Instructions to follow:
Only the count is needed. Count the lines below with the word "order" in them.

(Records to process)

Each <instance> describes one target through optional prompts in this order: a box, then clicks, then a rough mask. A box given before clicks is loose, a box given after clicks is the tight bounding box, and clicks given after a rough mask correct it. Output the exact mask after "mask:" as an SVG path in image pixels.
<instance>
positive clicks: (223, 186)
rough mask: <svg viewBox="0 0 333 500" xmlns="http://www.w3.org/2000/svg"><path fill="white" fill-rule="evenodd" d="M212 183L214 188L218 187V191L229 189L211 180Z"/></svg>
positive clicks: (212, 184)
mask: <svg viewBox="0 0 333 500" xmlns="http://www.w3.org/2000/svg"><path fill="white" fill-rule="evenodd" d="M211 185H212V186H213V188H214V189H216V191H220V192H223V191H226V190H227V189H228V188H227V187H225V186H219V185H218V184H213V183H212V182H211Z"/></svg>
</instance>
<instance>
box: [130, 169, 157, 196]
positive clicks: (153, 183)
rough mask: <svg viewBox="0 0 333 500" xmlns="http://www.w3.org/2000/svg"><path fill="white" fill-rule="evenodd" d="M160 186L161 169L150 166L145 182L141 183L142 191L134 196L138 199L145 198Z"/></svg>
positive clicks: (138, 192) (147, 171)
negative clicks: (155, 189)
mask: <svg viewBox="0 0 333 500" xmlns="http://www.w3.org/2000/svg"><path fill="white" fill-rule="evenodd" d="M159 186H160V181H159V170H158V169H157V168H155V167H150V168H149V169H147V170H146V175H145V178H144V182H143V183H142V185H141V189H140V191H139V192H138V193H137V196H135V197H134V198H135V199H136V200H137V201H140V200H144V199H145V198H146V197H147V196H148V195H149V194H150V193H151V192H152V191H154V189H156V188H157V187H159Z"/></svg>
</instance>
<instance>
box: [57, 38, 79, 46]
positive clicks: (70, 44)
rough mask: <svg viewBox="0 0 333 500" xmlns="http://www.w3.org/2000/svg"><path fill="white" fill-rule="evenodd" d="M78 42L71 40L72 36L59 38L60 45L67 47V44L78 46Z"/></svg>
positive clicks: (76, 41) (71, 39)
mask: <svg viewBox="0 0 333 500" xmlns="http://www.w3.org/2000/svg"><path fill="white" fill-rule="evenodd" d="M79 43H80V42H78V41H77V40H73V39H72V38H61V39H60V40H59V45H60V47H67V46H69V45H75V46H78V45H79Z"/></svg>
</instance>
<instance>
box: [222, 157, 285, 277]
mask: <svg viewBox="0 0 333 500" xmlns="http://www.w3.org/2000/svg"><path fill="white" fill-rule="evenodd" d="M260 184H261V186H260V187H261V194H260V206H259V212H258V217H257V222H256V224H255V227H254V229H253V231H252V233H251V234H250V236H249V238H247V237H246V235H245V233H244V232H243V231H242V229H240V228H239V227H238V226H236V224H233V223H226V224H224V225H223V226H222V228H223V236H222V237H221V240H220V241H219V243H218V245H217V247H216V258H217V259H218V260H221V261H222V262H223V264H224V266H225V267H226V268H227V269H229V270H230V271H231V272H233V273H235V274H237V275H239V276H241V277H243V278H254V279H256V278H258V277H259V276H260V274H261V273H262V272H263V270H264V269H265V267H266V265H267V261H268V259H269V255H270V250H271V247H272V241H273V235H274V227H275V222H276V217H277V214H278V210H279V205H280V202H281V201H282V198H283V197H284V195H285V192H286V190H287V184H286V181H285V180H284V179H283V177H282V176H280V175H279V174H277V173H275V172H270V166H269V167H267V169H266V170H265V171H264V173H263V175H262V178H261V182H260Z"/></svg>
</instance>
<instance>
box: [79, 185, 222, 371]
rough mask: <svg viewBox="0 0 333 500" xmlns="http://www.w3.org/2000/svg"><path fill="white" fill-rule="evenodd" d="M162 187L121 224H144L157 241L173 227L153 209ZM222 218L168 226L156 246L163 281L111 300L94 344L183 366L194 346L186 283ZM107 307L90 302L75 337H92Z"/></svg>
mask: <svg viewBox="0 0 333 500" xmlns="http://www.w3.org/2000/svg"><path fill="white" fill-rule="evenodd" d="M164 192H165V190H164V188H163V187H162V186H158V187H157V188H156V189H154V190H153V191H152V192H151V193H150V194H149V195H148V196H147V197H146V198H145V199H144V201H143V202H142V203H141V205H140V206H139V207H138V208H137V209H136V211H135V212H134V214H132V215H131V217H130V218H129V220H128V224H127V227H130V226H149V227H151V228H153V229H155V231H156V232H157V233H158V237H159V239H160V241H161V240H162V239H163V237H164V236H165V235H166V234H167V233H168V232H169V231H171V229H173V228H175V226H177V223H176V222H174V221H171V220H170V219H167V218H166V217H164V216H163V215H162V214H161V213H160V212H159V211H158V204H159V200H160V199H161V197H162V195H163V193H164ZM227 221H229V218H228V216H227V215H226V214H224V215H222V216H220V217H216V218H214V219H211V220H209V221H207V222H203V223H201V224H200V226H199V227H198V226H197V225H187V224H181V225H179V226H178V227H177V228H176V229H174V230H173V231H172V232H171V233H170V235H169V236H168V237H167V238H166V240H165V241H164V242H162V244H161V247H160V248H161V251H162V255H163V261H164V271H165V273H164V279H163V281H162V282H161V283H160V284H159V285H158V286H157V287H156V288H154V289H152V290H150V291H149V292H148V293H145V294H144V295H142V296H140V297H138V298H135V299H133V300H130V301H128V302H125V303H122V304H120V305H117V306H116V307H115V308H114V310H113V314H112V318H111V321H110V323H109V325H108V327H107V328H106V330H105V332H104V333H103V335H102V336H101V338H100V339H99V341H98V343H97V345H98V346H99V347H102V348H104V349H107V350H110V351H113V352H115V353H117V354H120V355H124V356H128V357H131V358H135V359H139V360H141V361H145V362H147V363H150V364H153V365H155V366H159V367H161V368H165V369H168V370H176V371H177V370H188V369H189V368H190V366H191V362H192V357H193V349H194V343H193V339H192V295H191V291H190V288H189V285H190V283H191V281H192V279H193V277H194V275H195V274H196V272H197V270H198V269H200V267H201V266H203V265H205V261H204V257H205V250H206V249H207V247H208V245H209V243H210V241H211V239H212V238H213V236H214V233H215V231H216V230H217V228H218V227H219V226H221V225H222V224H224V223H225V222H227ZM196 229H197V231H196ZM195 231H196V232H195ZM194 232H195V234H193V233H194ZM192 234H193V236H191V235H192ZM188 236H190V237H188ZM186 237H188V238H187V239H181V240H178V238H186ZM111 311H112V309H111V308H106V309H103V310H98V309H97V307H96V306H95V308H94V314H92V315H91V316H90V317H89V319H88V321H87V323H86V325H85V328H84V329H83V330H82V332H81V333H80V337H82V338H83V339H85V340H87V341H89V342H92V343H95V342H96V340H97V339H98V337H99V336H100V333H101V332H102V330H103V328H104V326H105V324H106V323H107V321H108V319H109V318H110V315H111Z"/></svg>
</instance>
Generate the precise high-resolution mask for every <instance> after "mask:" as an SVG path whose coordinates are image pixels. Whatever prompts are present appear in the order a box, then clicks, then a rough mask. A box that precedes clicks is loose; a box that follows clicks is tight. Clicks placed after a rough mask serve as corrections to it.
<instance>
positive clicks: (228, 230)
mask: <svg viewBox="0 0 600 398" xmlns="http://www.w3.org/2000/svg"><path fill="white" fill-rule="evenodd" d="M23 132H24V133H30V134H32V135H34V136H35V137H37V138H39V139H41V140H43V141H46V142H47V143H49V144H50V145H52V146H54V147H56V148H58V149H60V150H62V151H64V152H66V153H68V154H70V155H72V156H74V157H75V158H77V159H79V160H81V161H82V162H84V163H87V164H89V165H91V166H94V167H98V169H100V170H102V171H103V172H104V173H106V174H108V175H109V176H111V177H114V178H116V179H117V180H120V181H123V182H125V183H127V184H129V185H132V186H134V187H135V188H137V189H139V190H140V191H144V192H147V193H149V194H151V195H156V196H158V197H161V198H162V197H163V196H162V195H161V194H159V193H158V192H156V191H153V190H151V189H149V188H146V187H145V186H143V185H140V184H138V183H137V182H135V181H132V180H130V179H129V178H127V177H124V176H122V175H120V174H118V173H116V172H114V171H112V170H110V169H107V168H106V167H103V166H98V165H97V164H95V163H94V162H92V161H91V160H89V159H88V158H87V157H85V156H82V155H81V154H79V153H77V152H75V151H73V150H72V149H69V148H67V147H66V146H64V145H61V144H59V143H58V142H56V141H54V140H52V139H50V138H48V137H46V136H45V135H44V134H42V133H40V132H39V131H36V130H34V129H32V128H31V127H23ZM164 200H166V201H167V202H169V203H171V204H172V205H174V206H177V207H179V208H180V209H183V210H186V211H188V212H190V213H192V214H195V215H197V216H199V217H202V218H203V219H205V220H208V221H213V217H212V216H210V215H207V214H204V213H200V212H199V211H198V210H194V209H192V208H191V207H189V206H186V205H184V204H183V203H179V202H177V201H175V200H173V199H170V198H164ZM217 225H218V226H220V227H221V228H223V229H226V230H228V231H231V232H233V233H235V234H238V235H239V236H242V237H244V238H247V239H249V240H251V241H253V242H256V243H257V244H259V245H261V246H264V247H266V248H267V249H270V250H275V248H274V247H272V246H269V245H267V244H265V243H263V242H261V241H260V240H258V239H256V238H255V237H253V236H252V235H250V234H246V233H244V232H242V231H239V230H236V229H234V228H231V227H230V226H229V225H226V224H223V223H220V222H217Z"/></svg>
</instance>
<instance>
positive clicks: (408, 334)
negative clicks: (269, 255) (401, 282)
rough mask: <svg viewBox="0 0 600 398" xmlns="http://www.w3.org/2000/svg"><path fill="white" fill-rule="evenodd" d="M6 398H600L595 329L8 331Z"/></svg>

(End Records to process)

Task output:
2